=== TEXT SEGMENT ===

Date: Tue, 12 Nov 2002 13:41:11 -0500
Reply-To: Sigurd Hermansen <HERMANS1@WESTAT.COM>
Sender: "SAS(r) Discussion" <SAS-L@LISTSERV.UGA.EDU>
From: Sigurd Hermansen <HERMANS1@WESTAT.COM>
Subject: Re: SQL, join or union or...
Content-Type: text/plain; charset="iso-8859-1"
(case |
when one.keyvar is null then two.keyvar } = {
coalesce(one.keyvar,two.keyvar)
else one.keyvar |
end) as keyvar |
-----Original Message-----
From: David Rubanowice [mailto:rubanowice.d@GHC.ORG]
Sent: Tuesday, November 12, 2002 11:04 AM
To: SAS-L@LISTSERV.UGA.EDU
Subject: Re: SQL, join or union or...
proc sql;
create table comlist1 as
select (case
when one.keyvar is null then two.keyvar
else one.keyvar
end) as keyvar,
(case
when one.keyvar is null then 2
when two.keyvar is null then 1
else 3
end) as membership
from (select distinct keyvar from ds1) as one
full join
(select distinct keyvar from ds2) as two
on one.keyvar = two.keyvar;
quit;
>>> Talbot Katz <TopKatz@MSN.COM> 11/08/02 01:48PM >>>
Hey, gang.
Must be time for another one of my stupid sql stumpers (stumping me -- not
you!). I want a combined list of unique keys from two different files.
That's easy enough to do with a union --
proc sql;
create table comlist1 as
select * from
(select distinct keyvar from ds1)
union corr
(select distinct keyvar from ds2);
quit;
but, of course, I'm never satisfied with something quite so simple. I want
to add a membership flag -- 1 if keyar is in ds1 only, 2 if keyvar is in
ds2 only, 3 if keyvar is in both datasets. I do this frequently with data
step merges as follows :
proc sort data = ds1 (keep = keyvar) out = ds1k nodupkey;
by keyvar;
run;
proc sort data = ds2 (keep = keyvar) out = ds2k nodupkey;
by keyvar;
run;
data comlist2;
merge ds1k (in = in1) ds2k (in = in2);
by keyvar;
keep keyvar membership;
if in1 then do;
if in2 then do;
membership = 3;
end;
else do;
membership = 1;
end;
end;
else if in2 then do;
membership = 2;
end;
run;
I have a way of doing this with proc sql, but it's extremely clunky. To
begin with, it requires that keyvar is a fixed length character variable.
Then, you'll see that it concatenates the keyvar values from the two files,
and lops off one of them (If the keyvar is numeric or non fixed length,
some times I can force it to behave.)
* &lk holds the fixed length of keyvar ;
proc sql;
reset noprint;
create table comlist3 as
select distinct substr(compress(ds1.keyvar || ds2.keyvar),1,&lk.) as
keyvar,
sum(ds1.membership,ds2.membership) as membership
from
(select distinct keyvar, 1 as membership from ds1k) ds1
full join
(select distinct keyvar, 2 as membership from ds2k) ds2
on ds1.keyvar = ds2.keyvar;
quit;
It seems to me there should be a way of doing this where the keyvar value
is the value from whichever data set it comes from on records which don't
match, and the matched value on records that do match.
Thanks!
-- TMK --

===

TASK A: List every line in the records below that contains the word "with", treating uppercase and lowercase as different.

=== RECORDS FOR THIS EXERCISE ===

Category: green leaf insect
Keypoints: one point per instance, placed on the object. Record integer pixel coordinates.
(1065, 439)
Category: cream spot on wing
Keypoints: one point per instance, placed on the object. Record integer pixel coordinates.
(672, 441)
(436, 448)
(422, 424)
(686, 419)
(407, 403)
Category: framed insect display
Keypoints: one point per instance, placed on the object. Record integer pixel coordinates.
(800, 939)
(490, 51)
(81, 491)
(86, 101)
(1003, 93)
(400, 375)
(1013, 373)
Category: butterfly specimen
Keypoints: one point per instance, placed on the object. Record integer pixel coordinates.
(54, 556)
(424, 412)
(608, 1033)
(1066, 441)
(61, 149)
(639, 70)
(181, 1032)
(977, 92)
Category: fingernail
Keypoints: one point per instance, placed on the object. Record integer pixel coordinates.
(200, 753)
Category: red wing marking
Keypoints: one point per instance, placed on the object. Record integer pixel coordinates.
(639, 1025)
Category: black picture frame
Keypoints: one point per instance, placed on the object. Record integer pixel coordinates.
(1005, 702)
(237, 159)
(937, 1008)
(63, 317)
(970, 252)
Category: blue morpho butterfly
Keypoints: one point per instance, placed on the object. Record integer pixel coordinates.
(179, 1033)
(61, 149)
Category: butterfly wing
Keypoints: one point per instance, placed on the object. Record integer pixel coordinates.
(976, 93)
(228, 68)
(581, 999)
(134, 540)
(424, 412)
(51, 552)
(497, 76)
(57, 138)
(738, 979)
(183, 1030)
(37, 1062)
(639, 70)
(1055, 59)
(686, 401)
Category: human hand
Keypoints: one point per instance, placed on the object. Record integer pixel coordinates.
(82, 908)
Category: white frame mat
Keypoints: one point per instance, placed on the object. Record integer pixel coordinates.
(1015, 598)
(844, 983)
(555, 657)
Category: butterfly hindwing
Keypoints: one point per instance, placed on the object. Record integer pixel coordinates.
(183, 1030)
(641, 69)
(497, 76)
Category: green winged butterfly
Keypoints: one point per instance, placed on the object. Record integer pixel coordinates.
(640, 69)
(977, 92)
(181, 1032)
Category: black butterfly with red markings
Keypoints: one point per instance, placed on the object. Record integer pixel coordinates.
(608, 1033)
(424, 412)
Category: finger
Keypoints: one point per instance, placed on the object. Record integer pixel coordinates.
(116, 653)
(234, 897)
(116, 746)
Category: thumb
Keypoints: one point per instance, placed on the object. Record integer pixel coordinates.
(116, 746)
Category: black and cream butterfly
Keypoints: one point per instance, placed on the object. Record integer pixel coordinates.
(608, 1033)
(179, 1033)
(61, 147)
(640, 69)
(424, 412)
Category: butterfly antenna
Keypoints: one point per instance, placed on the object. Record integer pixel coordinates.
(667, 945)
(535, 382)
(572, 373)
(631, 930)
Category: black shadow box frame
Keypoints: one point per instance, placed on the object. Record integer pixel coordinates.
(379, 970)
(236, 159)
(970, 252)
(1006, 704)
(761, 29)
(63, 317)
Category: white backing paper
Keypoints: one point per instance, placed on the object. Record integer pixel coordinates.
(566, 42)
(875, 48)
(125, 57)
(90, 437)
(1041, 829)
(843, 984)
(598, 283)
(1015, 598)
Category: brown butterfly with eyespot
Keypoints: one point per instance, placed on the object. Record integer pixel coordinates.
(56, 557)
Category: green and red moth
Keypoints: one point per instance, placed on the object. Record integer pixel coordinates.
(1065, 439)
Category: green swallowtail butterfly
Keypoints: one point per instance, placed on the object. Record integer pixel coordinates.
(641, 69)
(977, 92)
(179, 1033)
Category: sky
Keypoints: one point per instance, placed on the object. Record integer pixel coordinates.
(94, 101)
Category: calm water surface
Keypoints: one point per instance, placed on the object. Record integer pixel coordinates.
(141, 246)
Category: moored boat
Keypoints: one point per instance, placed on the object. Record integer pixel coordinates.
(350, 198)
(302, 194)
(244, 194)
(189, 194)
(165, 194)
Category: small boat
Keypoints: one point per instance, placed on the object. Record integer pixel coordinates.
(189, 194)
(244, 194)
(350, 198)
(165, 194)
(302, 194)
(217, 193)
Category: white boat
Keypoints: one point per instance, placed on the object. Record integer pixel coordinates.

===

TASK B: In the SAS mailing list thread, what does the original poster's clunky proc sql method require of keyvar?

CORRECT RESULT A:
Category: black butterfly with red markings
Category: brown butterfly with eyespot

CORRECT RESULT B: It requires keyvar to be a fixed-length character variable.